Exactly reproduce the lines beginning with the line that includes "point: purple flowering" and ending with the last line of the data.

[Saved entries]
- Opening Delimiter -
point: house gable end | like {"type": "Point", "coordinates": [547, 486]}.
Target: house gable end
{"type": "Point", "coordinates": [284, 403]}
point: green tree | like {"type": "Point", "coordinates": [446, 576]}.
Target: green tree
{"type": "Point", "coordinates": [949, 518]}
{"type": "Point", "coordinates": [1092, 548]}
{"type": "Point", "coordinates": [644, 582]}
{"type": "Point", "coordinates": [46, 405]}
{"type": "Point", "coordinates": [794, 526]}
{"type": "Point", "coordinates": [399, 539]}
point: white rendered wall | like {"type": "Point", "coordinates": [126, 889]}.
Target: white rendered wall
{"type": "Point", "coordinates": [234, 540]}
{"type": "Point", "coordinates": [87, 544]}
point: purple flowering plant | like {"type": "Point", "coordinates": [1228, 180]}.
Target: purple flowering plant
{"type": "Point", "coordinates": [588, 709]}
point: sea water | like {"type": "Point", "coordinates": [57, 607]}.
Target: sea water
- Closing Delimiter -
— Output for this task —
point: purple flowering plant | like {"type": "Point", "coordinates": [1228, 180]}.
Target: purple flowering plant
{"type": "Point", "coordinates": [588, 709]}
point: sea water | like {"type": "Point", "coordinates": [57, 607]}.
Target: sea water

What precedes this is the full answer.